-- start --

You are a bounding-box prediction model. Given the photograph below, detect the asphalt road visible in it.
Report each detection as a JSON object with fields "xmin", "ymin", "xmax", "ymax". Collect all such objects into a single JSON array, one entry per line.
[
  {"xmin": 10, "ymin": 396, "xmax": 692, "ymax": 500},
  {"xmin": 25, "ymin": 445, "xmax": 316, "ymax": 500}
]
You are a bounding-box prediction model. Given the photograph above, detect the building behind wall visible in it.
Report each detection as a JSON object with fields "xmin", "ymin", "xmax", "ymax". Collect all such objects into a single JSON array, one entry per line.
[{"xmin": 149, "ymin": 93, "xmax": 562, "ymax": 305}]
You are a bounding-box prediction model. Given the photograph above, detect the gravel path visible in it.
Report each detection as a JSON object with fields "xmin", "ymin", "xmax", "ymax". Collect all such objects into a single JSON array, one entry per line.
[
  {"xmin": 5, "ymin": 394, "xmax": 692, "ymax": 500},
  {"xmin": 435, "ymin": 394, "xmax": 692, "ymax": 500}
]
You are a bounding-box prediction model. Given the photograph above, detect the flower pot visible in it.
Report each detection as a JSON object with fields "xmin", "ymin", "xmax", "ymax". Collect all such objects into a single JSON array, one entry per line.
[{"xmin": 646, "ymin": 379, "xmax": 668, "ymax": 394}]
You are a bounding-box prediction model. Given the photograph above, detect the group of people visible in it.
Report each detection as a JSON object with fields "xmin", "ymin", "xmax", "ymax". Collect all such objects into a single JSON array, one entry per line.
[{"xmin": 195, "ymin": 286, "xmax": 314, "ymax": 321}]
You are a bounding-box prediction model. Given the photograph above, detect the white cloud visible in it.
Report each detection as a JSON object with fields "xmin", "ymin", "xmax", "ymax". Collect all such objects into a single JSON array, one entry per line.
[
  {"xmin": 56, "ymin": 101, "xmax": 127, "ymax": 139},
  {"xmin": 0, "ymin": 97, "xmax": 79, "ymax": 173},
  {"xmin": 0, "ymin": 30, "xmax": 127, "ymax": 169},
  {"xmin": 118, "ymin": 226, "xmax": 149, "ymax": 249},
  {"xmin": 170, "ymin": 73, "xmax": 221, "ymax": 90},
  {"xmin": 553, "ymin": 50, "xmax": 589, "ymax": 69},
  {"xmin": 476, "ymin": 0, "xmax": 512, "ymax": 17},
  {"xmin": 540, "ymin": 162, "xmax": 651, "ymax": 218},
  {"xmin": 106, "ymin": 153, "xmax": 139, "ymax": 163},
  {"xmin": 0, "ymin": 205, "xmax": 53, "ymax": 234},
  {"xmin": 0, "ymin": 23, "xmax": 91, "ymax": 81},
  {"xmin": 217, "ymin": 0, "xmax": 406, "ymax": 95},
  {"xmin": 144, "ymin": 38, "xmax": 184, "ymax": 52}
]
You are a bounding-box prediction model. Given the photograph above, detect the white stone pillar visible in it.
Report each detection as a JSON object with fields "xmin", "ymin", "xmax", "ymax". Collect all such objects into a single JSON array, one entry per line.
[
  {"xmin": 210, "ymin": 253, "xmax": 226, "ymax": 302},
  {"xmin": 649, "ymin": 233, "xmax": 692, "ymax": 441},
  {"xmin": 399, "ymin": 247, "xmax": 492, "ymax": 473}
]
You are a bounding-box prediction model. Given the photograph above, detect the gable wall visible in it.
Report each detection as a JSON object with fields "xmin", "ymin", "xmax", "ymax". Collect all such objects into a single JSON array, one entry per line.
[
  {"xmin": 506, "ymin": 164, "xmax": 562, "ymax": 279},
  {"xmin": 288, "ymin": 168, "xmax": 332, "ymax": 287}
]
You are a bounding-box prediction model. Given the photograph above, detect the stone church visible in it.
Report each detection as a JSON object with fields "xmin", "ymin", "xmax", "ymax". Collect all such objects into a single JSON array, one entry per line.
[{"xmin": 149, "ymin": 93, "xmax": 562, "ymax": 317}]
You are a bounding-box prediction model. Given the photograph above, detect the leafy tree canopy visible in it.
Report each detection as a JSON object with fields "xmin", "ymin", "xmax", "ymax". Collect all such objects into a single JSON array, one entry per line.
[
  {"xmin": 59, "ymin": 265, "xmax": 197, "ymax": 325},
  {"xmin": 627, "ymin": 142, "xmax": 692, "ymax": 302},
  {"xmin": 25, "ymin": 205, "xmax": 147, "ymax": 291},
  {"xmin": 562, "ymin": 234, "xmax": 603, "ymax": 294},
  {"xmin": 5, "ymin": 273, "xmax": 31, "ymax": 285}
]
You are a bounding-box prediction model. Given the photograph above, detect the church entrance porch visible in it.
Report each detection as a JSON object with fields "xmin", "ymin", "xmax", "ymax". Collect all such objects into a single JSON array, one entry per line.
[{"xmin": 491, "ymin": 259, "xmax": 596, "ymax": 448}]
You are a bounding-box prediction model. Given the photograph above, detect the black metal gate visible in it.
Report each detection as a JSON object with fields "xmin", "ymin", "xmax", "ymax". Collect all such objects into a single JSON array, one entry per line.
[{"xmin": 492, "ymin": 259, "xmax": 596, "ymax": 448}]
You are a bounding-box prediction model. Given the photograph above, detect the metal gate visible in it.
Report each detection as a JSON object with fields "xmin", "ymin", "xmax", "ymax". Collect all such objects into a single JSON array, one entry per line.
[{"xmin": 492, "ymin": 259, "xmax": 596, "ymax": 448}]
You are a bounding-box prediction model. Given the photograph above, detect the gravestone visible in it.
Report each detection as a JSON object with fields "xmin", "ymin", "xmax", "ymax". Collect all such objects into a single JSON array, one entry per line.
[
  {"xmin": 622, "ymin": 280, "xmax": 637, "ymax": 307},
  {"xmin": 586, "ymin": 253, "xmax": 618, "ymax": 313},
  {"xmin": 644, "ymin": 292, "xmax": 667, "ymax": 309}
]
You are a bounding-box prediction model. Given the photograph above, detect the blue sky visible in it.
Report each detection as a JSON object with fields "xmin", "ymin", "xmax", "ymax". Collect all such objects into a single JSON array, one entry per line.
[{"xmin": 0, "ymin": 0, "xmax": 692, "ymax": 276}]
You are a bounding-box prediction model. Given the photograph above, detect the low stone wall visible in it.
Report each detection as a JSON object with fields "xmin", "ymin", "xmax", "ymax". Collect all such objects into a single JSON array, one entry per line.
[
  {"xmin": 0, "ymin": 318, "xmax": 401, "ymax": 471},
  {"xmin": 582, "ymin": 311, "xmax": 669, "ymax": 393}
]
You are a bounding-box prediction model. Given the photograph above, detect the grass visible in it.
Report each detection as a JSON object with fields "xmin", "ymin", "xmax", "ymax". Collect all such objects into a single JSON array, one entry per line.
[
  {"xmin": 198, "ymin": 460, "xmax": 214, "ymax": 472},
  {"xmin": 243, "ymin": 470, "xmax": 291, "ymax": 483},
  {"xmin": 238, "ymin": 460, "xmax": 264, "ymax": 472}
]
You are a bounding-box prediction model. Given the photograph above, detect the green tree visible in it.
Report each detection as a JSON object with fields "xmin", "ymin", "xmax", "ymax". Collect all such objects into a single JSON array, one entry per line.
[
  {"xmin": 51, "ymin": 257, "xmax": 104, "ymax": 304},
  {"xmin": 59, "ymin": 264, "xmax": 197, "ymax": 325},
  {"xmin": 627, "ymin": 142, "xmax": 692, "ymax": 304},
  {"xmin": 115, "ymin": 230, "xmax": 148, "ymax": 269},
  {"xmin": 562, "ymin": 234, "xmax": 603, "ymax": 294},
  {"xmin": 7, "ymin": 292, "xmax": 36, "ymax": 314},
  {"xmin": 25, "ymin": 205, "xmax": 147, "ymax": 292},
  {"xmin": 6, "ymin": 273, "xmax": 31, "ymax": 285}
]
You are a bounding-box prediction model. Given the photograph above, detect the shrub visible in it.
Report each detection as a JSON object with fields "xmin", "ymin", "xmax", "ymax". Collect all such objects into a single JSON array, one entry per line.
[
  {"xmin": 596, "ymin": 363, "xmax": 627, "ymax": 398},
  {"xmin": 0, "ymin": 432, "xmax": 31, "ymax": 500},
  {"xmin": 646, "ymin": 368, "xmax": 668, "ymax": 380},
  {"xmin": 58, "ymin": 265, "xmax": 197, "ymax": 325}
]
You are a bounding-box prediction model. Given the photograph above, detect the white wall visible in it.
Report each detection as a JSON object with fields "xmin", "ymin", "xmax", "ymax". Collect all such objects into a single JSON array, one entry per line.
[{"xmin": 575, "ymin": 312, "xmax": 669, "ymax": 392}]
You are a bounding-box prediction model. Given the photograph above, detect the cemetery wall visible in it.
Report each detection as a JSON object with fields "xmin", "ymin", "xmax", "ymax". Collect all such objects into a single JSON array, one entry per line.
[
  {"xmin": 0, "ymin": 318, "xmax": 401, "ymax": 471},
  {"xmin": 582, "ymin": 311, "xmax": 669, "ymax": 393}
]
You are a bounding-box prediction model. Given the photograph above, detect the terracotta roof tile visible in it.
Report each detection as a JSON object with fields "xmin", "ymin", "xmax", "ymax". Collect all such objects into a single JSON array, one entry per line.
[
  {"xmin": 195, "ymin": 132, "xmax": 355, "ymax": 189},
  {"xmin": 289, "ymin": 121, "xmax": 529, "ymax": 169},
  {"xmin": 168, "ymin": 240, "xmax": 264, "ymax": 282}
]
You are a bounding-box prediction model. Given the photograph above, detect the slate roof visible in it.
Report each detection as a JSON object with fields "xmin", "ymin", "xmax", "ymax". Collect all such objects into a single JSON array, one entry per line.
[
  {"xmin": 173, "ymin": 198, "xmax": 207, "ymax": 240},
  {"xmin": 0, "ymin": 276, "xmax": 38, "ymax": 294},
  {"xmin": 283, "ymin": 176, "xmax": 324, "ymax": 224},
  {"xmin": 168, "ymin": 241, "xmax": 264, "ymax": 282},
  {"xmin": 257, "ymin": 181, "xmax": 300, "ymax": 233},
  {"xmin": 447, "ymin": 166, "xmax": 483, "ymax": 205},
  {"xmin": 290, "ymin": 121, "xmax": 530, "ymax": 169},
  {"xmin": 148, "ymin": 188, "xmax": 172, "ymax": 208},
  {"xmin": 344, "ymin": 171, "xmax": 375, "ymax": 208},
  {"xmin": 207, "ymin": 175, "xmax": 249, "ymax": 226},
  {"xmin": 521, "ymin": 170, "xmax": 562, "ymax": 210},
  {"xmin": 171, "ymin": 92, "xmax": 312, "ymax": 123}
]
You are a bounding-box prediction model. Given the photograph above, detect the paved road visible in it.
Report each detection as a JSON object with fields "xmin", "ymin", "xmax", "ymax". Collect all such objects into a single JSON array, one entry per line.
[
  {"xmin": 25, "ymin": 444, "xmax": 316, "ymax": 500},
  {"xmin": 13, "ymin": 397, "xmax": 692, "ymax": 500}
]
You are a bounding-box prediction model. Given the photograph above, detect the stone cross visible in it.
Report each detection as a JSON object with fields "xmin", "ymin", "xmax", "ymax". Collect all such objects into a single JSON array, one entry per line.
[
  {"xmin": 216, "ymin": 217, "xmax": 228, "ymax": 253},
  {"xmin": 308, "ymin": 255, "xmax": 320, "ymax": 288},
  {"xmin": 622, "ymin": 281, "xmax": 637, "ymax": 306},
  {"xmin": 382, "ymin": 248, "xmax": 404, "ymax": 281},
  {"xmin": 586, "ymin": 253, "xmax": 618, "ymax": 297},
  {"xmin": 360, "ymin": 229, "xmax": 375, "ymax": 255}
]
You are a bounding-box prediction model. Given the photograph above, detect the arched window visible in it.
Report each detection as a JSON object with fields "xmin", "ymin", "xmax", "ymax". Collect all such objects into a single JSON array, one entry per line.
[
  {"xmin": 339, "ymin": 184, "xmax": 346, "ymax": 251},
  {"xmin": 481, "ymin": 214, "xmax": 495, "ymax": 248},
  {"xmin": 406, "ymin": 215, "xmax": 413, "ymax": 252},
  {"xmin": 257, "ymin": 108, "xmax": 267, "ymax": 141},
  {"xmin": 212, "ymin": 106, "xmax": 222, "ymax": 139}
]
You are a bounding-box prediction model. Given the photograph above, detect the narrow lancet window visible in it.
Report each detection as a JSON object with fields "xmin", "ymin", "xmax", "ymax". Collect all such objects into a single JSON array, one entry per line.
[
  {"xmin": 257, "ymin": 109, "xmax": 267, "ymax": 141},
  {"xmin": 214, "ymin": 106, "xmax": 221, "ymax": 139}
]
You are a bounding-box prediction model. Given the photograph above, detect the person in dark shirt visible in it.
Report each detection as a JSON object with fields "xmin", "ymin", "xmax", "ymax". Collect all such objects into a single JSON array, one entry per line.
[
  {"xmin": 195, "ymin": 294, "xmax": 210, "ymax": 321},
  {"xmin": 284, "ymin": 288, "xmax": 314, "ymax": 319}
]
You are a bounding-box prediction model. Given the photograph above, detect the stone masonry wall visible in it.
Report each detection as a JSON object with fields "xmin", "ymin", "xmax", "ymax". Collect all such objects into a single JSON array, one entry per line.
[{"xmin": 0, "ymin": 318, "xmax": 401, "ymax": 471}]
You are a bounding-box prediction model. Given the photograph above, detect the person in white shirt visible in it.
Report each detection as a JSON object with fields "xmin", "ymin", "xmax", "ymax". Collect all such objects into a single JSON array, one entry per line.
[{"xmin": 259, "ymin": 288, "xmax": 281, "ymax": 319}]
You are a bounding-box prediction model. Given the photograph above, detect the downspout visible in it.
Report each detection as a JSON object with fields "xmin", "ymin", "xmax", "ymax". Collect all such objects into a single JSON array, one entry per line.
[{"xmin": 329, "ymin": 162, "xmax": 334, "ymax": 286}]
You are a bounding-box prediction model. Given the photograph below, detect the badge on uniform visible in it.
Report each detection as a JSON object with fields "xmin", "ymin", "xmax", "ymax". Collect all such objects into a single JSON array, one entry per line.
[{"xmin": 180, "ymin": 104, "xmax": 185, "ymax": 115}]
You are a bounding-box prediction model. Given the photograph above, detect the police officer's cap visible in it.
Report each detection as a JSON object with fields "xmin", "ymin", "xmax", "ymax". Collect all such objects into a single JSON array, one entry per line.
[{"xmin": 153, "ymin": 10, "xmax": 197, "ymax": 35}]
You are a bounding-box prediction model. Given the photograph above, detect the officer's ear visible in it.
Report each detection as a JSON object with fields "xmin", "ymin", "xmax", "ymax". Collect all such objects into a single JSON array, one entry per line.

-- end --

▸ WHAT IS ASKED
Pick out each line above that contains the word "church", and copy those lines out in full.

▸ WRITTEN SOLUTION
You are a bounding-box prediction model. Given the photograph above, detect the stone church visible in it.
You are a bounding-box prediction model. Given the photograph above, detect the church entrance porch visible in it.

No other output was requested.